• [What you are asked to do]
Copy the interview on the Saudi succession from "Domestically, being king" to "him more powerful.", switching "royal family" to "ruling family".

- To help readers better understand the nuances of foreign policy, CFR staff writers and Consulting Editor Bernard Gwertzman conduct in-depth interviews with a wide range of international experts, as well as newsmakers.
Rachel Bronson, the Council’s top expert on Saudi Arabia, says the death of King Fahd and the ascension of Crown Prince Abdullah to the throne will be welcomed by both Saudi society and the United States. Bronson—whose book on the history of U.S.-Saudi relations, Thicker than Oil, is due out next Spring—says Abdullah has been helpful to the United States in the war against terrorism, and within the constraints of Saudi society, has been in the forefront of domestic reforms.
“As crown prince, Abdullah showed himself to be more forward-leaning on reform than some of his brothers. Not as much, in some ways, as [King] Fahd was, but more so than the others,” she says.
Bronson, a Council senior fellow and director of its Middle East and Gulf Studies program, was interviewed by Bernard Gwertzman, consulting editor for cfr.org, on August 1, 2005.
King Fahd of Saudi Arabia died early this morning after a decade-long illness. Crown Prince Abdullah, who’s been running the government, was named the new king. Does this mean much in terms of domestic Saudi affairs? And what does this mean for U.S.-Saudi relations?
It means more for Saudi domestic politics than it does for the Kingdom’s foreign policy. King Abdullah, as you mentioned, has been running the Kingdom basically since 1995 when King Fahd had his first stroke. World leaders have dealt with him and know him, and I don’t expect too many changes. He and President Bush had a good meeting in April at Crawford, and I would expect relatively smooth relations at the most senior levels between Saudi Arabia and the United States over the coming years.
Domestically, being king may give Abdullah more weight in pushing through certain aspects of social and political reform. He will still face constraints from within the royal family, but the change of title does make him more powerful.

• [Dataset content]

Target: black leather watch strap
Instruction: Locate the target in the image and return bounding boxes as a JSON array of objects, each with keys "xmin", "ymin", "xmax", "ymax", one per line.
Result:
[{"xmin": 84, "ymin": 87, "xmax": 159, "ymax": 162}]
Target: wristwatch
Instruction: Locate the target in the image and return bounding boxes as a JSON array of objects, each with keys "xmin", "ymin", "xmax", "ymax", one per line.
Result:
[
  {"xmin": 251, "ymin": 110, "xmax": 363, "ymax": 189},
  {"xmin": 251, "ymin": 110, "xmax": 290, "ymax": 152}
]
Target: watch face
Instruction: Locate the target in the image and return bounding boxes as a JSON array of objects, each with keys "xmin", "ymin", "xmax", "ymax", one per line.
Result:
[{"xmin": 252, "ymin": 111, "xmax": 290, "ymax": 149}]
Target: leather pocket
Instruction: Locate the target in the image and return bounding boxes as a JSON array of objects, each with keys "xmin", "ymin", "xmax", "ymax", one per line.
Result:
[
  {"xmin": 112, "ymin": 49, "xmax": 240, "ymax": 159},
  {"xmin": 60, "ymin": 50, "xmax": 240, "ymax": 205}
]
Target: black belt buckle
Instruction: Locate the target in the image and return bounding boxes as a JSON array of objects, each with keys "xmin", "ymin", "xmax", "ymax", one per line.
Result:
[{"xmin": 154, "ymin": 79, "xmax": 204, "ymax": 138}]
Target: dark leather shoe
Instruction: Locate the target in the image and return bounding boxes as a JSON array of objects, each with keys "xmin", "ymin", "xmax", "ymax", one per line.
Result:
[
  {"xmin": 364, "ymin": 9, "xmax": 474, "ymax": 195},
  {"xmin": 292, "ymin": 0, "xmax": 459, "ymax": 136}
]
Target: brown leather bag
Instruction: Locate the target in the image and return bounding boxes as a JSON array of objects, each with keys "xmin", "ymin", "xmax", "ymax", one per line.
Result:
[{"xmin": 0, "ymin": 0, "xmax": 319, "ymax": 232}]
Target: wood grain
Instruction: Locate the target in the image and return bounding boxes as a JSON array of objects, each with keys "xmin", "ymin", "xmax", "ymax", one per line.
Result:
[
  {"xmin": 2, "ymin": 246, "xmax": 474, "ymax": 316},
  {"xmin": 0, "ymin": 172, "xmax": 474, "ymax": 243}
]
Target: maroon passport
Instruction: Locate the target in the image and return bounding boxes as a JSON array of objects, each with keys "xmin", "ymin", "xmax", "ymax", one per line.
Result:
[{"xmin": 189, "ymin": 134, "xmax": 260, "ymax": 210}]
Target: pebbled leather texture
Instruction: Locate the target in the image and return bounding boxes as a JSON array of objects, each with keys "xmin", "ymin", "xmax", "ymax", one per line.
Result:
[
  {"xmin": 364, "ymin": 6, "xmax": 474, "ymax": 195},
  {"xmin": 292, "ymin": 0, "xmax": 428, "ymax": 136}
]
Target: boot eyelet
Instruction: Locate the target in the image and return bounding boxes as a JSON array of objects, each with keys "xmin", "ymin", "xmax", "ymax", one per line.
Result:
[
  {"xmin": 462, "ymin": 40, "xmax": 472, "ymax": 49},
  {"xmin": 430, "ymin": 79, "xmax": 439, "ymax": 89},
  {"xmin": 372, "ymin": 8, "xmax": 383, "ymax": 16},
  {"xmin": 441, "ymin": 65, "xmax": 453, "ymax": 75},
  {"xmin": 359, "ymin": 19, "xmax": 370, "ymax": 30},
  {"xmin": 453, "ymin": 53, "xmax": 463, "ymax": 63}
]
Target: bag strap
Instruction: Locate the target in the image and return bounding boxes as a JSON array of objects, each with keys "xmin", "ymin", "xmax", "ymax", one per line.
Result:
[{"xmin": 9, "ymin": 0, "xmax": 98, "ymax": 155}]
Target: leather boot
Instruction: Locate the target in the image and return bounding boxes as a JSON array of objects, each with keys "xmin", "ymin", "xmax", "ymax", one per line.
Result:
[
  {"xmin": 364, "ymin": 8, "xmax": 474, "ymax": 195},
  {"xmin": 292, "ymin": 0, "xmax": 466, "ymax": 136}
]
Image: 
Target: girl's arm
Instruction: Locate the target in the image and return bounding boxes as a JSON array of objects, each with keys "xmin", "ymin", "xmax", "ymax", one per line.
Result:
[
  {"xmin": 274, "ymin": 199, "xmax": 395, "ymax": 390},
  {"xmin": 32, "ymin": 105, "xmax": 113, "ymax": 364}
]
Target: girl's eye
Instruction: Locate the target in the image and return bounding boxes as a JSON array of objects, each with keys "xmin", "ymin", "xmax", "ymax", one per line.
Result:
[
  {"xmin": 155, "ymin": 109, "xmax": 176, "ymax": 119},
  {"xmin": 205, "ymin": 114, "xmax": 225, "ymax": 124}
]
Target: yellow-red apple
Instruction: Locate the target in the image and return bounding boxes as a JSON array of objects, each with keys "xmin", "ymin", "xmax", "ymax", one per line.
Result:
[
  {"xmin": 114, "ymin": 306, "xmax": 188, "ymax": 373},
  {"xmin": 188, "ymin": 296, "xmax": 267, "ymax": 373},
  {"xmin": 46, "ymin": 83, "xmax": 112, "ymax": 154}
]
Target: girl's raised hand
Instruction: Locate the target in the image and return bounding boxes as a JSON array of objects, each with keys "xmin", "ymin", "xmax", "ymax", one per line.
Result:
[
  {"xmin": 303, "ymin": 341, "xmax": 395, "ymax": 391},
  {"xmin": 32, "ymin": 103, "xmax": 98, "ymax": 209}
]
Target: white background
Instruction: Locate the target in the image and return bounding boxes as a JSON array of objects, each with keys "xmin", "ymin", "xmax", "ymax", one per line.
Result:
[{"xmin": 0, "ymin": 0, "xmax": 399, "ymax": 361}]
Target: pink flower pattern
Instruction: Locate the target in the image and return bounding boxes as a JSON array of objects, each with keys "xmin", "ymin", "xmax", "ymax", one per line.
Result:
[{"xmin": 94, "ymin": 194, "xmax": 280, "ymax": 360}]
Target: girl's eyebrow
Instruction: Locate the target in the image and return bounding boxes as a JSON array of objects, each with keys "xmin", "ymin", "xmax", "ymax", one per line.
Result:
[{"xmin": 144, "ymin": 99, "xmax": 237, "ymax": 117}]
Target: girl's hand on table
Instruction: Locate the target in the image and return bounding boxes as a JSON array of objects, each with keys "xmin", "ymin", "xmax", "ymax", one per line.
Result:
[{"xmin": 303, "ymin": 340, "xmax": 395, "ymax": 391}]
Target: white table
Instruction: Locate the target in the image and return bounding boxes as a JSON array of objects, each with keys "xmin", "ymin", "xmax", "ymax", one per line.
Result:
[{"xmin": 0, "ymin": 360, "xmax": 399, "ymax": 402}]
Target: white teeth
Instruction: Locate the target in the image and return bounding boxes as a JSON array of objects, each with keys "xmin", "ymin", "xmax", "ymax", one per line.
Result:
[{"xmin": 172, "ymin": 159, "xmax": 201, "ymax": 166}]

• [Answer to this task]
Domestically, being king may give Abdullah more weight in pushing through certain aspects of social and political reform. He will still face constraints from within the ruling family, but the change of title does make him more powerful.